**Location annotation dataset excerpts**

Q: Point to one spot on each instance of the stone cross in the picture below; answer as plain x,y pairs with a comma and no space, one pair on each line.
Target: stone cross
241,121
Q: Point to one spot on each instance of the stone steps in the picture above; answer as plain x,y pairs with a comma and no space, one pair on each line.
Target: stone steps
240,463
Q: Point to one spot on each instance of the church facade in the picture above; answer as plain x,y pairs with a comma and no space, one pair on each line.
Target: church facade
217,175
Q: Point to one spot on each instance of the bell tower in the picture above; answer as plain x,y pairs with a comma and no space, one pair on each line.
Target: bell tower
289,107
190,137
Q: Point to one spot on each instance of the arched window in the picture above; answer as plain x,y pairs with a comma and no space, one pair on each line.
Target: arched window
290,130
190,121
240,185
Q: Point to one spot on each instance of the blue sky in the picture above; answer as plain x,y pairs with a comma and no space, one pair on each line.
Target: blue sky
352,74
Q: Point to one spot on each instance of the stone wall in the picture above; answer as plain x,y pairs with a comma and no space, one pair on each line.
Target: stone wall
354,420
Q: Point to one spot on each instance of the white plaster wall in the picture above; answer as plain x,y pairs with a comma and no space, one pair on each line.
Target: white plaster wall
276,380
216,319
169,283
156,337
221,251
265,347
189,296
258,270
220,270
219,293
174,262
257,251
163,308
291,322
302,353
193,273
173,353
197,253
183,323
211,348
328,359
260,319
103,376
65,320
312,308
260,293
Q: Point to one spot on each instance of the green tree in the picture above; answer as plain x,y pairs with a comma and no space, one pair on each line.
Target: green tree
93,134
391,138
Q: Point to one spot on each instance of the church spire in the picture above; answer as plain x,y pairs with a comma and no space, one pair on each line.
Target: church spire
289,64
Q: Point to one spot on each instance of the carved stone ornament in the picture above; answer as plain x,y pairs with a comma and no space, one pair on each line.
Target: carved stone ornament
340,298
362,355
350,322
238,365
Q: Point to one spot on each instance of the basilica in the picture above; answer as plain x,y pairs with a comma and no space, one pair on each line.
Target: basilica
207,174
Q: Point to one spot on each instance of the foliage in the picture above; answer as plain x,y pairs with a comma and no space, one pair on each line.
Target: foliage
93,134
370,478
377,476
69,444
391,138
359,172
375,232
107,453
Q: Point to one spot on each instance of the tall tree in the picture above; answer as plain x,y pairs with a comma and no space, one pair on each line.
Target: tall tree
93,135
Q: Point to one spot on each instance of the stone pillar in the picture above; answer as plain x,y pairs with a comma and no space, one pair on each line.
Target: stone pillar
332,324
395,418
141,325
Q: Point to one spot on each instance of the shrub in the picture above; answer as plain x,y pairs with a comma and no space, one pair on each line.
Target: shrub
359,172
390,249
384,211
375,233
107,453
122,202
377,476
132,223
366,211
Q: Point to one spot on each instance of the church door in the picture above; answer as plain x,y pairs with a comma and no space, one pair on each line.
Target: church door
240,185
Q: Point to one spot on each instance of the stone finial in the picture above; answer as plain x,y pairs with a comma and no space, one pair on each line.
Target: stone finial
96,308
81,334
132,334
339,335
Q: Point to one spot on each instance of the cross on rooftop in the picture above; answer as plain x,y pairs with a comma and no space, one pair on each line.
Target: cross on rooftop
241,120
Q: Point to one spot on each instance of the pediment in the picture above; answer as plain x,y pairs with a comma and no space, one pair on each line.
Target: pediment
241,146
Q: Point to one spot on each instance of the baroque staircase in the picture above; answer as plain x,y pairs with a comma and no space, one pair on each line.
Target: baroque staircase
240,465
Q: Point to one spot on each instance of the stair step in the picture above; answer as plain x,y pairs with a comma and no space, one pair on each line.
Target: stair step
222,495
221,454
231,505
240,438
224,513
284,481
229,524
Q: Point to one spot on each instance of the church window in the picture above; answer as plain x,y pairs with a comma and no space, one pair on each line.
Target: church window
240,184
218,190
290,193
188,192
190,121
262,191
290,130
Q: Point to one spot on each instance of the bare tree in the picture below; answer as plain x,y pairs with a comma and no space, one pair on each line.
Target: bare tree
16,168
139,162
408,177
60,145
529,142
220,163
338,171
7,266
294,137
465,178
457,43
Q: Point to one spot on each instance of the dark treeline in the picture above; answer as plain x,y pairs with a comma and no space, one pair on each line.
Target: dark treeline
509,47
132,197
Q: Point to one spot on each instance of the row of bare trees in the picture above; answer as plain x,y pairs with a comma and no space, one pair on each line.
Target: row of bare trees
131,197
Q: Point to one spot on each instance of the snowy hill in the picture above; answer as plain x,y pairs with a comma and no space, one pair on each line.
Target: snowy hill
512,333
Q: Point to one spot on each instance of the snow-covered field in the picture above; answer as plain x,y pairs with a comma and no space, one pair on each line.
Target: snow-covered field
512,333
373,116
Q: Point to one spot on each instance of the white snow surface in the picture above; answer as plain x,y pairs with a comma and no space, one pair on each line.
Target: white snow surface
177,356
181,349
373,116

**INSTRUCTIONS FOR THE TASK**
Go back to the data above and please quote exactly, and only, the lines from the line with "Q: Point to one spot on each instance of the dark" through its last line.

**RESPONSE TO THIS TASK**
Q: Point to one spot on each instance of the dark treeline in the picture above; answer as plain x,y pairs with a comma and no space, one pair on each line.
Target: dark treeline
509,47
132,197
Q: Point to one spot on each instance of the row of bare trees in the picture above; answer as plain x,y pairs with a comma and no space, one pair on each line.
Target: row of bare trees
131,197
Q: Point to one spot on each instance of the snowy hill in the picture above; answer as plain x,y pairs with a comma and no space, one pair on each line.
Target: snowy hill
512,333
Q: Point to one spot on each instance of the snow-covered field in the picture above; answer as plain x,y pairs with a comma and no space, one pair on each line.
Target: snow-covered field
512,333
373,116
Q: Point to one spot on each instance of the white snow surface in the picture above; answer as plain x,y pairs with a comma and no space, one pair on each line.
Target: white snow surface
177,356
181,349
373,116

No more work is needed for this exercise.